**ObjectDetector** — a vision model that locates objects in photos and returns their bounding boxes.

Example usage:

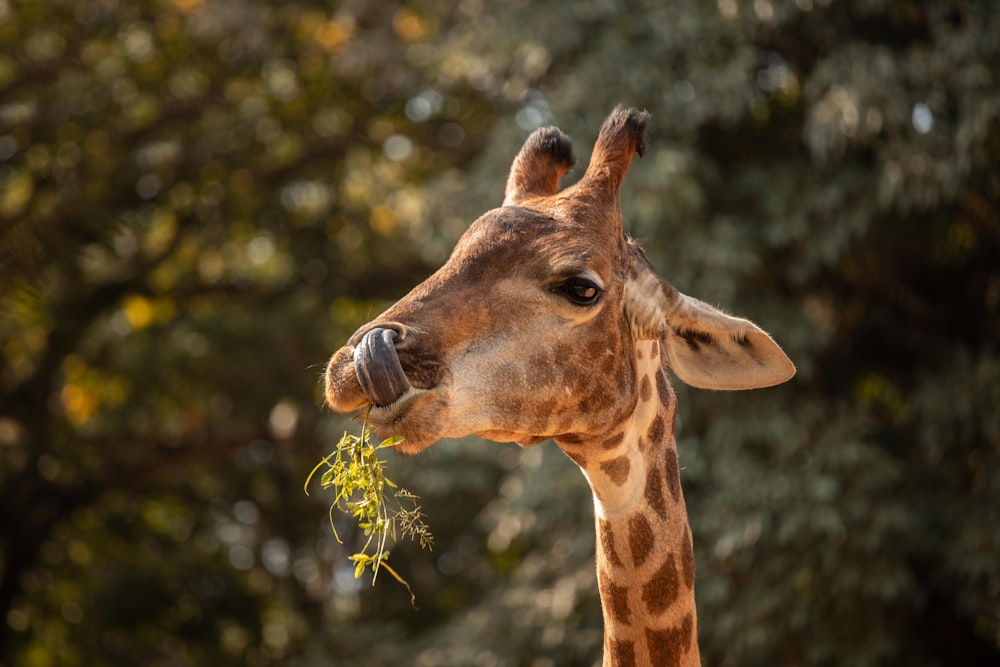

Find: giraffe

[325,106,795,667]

* * *

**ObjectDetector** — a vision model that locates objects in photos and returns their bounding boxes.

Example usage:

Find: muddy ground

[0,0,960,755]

* * *

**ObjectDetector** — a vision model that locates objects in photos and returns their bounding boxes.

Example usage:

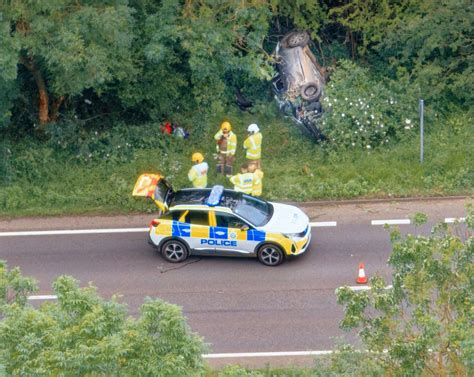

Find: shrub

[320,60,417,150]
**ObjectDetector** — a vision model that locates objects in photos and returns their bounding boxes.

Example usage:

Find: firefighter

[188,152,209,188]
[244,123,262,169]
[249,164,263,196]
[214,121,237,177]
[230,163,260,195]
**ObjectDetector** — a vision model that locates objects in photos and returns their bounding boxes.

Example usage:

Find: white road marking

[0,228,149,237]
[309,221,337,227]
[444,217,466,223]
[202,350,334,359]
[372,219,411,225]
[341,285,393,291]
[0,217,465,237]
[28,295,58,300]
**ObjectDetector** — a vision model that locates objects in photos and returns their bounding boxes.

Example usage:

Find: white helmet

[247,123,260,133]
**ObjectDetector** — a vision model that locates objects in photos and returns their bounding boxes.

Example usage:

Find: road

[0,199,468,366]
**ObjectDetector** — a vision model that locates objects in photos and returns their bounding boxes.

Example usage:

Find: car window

> [Short problem]
Pick out every line of the listing above that contains the word "Find", and copy each one unchanged.

> [Full response]
Find: giraffe
Find: muddy ground
Find: shrub
Find: firefighter
Find: white road marking
Find: white helmet
Find: road
Find: car window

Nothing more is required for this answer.